Loney Clinton Gordon
By Hannah Krebs, 2023
Life Dates: b. October 8, 1915, d. July 16, 1999
Full Name: Loney Clinton Gordon
Birthplace: AK
Tags: Government Service, Medicine, Science
Loney Clinton Gordon was a lab technician hired in 1943 for the pertussis vaccine studies in Grand Rapids by Dr. Pearl Kendrick and Dr. Grace Eldering. A 1939 graduate of Michigan State College, Gordon planned to use her home economics degree to become a dietician. However, after being told that white male chefs would not take orders from a black woman, she decided to shift to another career.
Pearl Kendrick, having heard of Gordon’s plight, hired her to fill a lab technician position for the pertussis vaccine studies. Lab technician work was monotonous and tedious. They processed the thousands of cough plates received from physicians and public health nurses, both for the study and for other health concerns in the county. For eight to twelve hours every day, lab technicians would grow and assess “piles of cultures.” About her work, Gordon said, “I don’t know why I have eyes. I must have looked at a billion plates.”
In her work with Bordetella pertussis, Gordon discovered an ideal formula for growing the bacteria, involving sheep’s blood. This formula allowed her to incubate B. pertussis strains more quickly and effectively. Because of this development, around 1944, she discovered and inoculated a particularly virulent strain of pertussis that helped to create a vaccine “several times stronger than the best one Grace Eldering and Pearl Kendrick had been able to develop.” This strong strain also helped scientists from the British Medical Research Council to further pertussis vaccine studies across the pond.
After her discovery, Gordon continued on at the Michigan Department of Health, working first in the Grand Rapids laboratory as a microbiologist. She then moved to the Lansing laboratory in 1956, after marrying her husband, Edward Gordon. Because of her work on the pertussis studies, Gordon was able to travel through Europe and the Middle East with the National Council on Christians and Jews. She delivered over 50 speeches on her work throughout the United States as well.

* _WORK ORDER_
According to the Loney Clinton Gordon biography, what did Gordon use in her ideal formula for growing the pertussis bacteria? The data that follows has no connection to the biography of Loney Clinton Gordon.

(Saved entries)

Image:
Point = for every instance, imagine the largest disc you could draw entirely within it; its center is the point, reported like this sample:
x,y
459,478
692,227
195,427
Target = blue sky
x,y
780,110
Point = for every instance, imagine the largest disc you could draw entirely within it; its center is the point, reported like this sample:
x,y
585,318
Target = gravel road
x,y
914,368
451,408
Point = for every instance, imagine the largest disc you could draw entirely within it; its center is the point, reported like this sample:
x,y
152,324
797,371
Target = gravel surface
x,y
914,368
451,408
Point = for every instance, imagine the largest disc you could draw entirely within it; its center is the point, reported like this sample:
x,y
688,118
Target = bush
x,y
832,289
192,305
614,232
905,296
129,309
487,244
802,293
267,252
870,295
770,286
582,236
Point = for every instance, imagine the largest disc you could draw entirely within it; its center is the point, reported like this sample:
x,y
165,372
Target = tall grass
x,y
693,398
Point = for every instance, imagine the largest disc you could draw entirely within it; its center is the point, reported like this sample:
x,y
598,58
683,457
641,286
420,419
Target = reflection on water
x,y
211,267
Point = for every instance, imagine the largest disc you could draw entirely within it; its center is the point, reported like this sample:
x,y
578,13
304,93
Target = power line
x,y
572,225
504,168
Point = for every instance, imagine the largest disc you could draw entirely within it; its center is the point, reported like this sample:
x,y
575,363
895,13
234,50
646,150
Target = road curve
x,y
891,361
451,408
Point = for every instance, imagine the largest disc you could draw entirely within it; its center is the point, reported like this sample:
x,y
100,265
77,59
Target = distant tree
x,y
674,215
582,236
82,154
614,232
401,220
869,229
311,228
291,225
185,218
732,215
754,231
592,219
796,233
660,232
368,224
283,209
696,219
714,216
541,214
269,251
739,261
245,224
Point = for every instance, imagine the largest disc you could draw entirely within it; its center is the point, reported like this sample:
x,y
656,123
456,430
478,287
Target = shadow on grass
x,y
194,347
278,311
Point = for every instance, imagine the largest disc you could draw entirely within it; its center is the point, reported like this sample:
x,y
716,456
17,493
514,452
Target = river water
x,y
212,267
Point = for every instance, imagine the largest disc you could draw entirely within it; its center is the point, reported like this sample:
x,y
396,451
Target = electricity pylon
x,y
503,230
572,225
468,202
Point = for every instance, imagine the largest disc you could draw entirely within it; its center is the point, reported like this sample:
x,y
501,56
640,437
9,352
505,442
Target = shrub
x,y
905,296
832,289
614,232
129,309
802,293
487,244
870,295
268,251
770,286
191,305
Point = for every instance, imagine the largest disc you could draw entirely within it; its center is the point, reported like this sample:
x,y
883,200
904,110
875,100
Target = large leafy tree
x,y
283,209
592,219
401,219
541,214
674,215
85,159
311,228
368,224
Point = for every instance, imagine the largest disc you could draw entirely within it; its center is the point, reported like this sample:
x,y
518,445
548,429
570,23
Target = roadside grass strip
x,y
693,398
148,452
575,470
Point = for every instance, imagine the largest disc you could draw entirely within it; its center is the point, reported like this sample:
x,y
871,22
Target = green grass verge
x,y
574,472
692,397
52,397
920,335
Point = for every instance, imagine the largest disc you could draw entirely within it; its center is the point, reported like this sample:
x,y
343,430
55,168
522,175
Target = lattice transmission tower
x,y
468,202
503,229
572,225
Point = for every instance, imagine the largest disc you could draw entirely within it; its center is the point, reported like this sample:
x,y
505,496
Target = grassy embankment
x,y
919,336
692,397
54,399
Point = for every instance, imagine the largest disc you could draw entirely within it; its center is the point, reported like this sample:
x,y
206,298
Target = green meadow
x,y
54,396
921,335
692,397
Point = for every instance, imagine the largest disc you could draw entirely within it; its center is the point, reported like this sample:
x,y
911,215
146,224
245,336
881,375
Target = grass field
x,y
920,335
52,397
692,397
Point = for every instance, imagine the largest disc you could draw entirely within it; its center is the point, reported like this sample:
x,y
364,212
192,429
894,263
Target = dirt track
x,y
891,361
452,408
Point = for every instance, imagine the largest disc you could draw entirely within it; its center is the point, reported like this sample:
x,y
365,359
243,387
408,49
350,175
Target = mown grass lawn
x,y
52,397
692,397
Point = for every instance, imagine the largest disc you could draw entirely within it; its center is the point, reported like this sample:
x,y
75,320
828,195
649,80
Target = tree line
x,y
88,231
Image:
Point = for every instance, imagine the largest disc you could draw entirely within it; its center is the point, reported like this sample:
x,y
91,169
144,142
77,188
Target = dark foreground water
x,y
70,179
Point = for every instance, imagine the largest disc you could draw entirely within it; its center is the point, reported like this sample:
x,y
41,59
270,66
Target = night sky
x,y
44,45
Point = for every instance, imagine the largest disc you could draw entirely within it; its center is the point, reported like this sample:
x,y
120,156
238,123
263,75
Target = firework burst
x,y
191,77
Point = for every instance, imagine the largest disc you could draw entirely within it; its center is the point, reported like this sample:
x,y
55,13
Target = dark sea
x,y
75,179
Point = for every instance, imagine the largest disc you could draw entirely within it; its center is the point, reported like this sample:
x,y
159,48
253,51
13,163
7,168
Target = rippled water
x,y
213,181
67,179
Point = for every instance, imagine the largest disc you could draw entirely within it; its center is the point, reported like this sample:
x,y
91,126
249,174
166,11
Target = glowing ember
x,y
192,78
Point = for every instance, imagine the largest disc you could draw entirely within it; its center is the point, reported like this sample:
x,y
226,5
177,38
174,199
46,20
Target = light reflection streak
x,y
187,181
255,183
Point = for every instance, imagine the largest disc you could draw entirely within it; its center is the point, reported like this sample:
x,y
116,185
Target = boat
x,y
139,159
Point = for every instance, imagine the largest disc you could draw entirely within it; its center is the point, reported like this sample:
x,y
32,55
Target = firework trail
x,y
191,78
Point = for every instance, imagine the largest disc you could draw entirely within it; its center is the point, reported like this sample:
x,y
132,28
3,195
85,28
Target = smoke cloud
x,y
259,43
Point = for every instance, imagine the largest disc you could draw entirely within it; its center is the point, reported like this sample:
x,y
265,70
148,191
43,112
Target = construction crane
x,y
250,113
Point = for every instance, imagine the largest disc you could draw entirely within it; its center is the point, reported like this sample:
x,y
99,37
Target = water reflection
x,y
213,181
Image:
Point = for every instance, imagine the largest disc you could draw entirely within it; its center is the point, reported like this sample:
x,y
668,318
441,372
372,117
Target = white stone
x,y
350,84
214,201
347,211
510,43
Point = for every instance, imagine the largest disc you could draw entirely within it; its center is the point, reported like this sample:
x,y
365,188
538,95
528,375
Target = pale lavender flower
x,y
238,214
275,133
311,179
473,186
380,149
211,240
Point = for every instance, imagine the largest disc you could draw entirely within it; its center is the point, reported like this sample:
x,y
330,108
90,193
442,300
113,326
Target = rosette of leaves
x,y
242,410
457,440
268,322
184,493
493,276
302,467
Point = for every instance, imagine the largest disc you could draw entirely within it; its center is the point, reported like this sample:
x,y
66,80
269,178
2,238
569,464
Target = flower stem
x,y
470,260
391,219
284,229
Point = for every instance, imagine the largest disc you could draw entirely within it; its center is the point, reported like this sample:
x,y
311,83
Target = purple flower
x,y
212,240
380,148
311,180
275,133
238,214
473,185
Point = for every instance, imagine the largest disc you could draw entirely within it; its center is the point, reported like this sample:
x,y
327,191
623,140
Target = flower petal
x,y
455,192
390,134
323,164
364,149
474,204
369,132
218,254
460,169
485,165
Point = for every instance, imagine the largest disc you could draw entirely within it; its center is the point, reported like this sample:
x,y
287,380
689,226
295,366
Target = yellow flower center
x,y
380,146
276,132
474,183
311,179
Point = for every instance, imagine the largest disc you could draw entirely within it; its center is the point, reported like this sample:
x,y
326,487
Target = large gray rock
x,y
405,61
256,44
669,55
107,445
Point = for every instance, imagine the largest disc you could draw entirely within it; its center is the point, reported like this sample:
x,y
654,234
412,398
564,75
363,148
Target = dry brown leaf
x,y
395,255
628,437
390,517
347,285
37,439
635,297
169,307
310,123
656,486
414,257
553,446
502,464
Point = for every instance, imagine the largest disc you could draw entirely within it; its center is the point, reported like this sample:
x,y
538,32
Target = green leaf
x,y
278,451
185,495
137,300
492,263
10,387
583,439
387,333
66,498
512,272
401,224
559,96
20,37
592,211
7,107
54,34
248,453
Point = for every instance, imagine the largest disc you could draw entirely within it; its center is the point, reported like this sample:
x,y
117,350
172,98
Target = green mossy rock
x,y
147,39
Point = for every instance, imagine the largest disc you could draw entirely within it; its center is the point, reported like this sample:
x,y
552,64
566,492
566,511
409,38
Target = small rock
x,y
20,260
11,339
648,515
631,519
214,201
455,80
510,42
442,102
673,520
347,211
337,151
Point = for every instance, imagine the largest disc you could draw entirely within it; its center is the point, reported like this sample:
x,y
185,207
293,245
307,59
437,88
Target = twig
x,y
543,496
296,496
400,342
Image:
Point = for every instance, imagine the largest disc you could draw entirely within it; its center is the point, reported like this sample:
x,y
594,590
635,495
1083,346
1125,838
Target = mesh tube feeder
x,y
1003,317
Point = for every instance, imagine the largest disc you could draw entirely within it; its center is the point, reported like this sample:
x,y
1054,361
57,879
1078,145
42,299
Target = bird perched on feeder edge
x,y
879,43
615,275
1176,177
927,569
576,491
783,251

* _SOLUTION TO THIS EXERCISE_
Sheep's blood.